##### RECORDS FOR THIS EXERCISE #####

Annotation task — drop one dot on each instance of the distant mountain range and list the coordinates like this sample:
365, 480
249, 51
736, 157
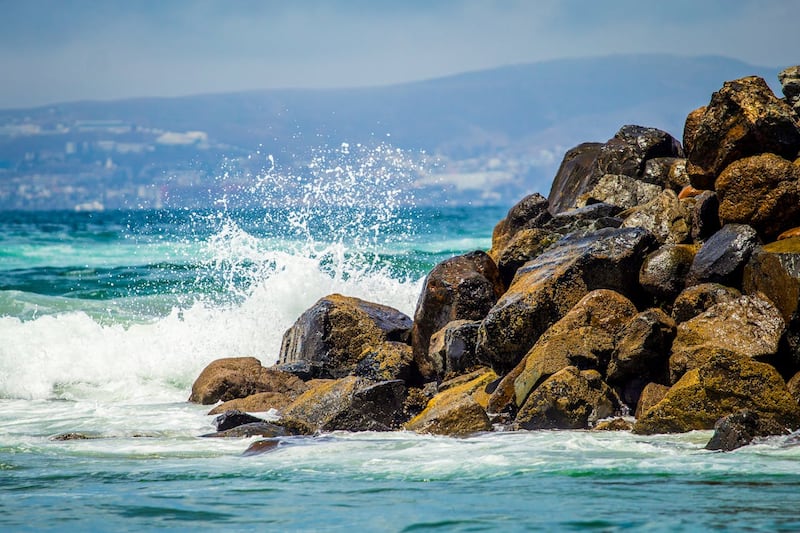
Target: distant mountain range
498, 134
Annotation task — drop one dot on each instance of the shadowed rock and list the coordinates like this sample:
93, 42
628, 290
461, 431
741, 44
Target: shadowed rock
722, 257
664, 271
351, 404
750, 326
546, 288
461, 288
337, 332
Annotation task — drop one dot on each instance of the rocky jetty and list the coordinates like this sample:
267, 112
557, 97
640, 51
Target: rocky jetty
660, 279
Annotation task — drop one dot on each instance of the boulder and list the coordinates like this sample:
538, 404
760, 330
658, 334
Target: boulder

#####

• _JOB_: All of the material above should be reproduced exactly, except the pictures.

• _SOLUTION TO THIS TASK_:
Annotation task — drop one dot on each instance of the distant mountain range and list the coordinates like this sample:
365, 480
249, 51
736, 157
Target: distant mountain range
498, 134
Annotation task — drop one dot on each instance of the shadowed rock and list the coordinates like this sample:
93, 42
628, 290
461, 431
741, 44
Target: shadowed rock
722, 257
664, 271
351, 404
750, 326
546, 288
461, 288
337, 332
Annotation task — drop one dot on each instance of the rocky jetty and list the coordinates like this sample:
267, 112
557, 97
640, 51
Target: rocky jetty
660, 279
Annotation task — drop one dot on each instance of the boulder and list the coordinates like this sample:
538, 404
760, 330
658, 334
Target: boulder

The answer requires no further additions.